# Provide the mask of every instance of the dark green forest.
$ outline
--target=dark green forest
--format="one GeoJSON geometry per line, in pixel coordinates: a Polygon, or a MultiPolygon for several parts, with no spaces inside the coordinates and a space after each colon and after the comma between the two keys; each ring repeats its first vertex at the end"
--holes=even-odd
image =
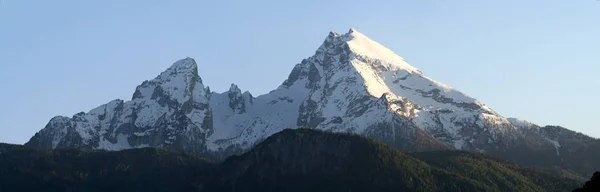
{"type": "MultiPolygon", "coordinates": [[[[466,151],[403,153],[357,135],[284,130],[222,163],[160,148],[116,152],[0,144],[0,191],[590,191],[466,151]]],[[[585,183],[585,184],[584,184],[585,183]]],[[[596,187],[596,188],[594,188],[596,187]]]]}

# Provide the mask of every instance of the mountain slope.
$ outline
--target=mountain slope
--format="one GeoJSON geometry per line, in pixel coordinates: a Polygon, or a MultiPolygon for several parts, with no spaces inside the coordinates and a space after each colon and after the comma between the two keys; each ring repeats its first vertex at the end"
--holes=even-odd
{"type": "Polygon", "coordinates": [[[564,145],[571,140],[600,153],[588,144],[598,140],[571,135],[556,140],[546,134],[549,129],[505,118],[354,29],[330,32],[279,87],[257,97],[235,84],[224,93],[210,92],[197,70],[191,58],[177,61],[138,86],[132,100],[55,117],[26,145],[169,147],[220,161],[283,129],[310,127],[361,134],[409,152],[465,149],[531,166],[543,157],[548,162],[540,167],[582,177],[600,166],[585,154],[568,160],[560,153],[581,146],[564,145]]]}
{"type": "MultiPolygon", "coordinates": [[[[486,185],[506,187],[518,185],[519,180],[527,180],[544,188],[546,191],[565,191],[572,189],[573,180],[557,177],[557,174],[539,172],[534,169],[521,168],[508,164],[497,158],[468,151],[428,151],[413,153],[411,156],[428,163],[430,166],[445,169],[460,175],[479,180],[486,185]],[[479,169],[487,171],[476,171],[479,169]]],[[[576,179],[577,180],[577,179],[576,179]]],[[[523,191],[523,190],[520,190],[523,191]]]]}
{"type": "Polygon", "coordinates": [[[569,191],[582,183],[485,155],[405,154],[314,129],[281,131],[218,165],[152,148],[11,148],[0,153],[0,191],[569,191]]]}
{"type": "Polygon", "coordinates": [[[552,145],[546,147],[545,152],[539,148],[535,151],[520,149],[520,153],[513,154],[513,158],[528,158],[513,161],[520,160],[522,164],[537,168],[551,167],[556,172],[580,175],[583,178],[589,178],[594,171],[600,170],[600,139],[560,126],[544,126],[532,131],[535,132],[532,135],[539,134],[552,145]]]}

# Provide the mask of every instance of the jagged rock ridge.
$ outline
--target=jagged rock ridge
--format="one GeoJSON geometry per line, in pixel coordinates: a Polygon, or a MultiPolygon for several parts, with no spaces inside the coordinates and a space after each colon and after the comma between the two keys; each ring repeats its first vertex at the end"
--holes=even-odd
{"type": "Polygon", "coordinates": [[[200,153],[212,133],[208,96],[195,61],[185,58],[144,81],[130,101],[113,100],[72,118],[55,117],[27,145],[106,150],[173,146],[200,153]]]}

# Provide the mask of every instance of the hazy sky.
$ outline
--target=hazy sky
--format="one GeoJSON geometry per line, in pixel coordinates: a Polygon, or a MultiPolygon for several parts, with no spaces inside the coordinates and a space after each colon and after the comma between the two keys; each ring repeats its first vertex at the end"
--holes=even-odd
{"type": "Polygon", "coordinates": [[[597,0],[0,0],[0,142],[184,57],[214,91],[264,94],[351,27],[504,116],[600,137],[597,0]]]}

◇ ◇ ◇

#### [TASK TO COMPLETE]
Instructions for the listing above: set down every entry exactly and drop any image.

#### [OUTPUT BELOW]
# Provide the mask of every instance of the dark green forest.
$ outline
--target=dark green forest
--format="one GeoJSON geometry per line, in pixel coordinates: a Polygon, or a MultiPolygon for several parts, with no spaces inside the coordinates and a space after each colon and after the comma between the two keys; each ring repeats its first vertex at the end"
--holes=even-odd
image =
{"type": "MultiPolygon", "coordinates": [[[[466,151],[403,153],[357,135],[284,130],[222,163],[160,148],[116,152],[0,144],[0,191],[590,191],[466,151]]],[[[585,183],[585,184],[584,184],[585,183]]],[[[596,187],[596,188],[594,188],[596,187]]]]}

# Provide the mask of every instance of the mountain slope.
$ outline
--target=mountain slope
--format="one GeoJSON geometry per line, in pixel coordinates: a Polygon, or a MultiPolygon for several parts, with no spaces inside the coordinates and a space after each colon and after the comma between the two keys; each ring repeats its first vertex at the end"
--holes=even-odd
{"type": "Polygon", "coordinates": [[[564,145],[571,140],[600,153],[588,144],[598,140],[571,135],[556,140],[546,134],[549,129],[505,118],[354,29],[330,32],[279,87],[257,97],[235,84],[224,93],[210,92],[197,70],[191,58],[177,61],[138,86],[132,100],[55,117],[26,145],[169,147],[220,161],[283,129],[310,127],[361,134],[409,152],[465,149],[531,166],[543,157],[548,162],[540,167],[582,177],[600,166],[585,154],[568,160],[560,153],[581,146],[564,145]]]}
{"type": "MultiPolygon", "coordinates": [[[[486,185],[506,187],[518,185],[519,180],[527,180],[544,188],[546,191],[565,191],[572,189],[573,180],[557,177],[557,174],[539,172],[534,169],[521,168],[508,164],[497,158],[468,151],[428,151],[413,153],[411,156],[428,163],[430,166],[445,169],[460,175],[479,180],[486,185]],[[479,169],[487,171],[476,171],[479,169]]],[[[576,179],[577,180],[577,179],[576,179]]],[[[523,191],[523,190],[520,190],[523,191]]]]}
{"type": "Polygon", "coordinates": [[[569,191],[582,183],[485,155],[405,154],[314,129],[281,131],[218,165],[152,148],[11,148],[0,153],[0,191],[569,191]]]}
{"type": "Polygon", "coordinates": [[[552,145],[546,147],[545,152],[539,148],[535,151],[520,149],[520,153],[513,154],[513,158],[528,158],[513,161],[520,160],[522,164],[537,168],[551,167],[556,172],[580,175],[583,178],[589,178],[594,171],[600,170],[600,139],[560,126],[544,126],[532,131],[535,132],[532,135],[539,134],[552,145]]]}

# Provide the mask of every instance of the jagged rock ridge.
$ outline
--target=jagged rock ridge
--format="one GeoJSON geometry per line, in pixel coordinates: a Polygon, or a MultiPolygon for several parts, with no spaces inside the coordinates and a space after each colon and after the comma between the two keys; each ring repeats its first vertex at the end"
--holes=even-odd
{"type": "Polygon", "coordinates": [[[200,153],[212,133],[208,96],[195,61],[185,58],[144,81],[130,101],[113,100],[72,118],[55,117],[27,145],[106,150],[173,146],[200,153]]]}

# Provide the mask of every instance of the hazy sky.
$ outline
--target=hazy sky
--format="one GeoJSON geometry per line, in pixel coordinates: a Polygon, or a MultiPolygon for several parts, with no spaces inside the coordinates and a space after each colon and after the comma between the two keys; each ring repeats its first vertex at the end"
--holes=even-odd
{"type": "Polygon", "coordinates": [[[597,0],[0,0],[0,142],[184,57],[214,91],[264,94],[351,27],[504,116],[600,137],[597,0]]]}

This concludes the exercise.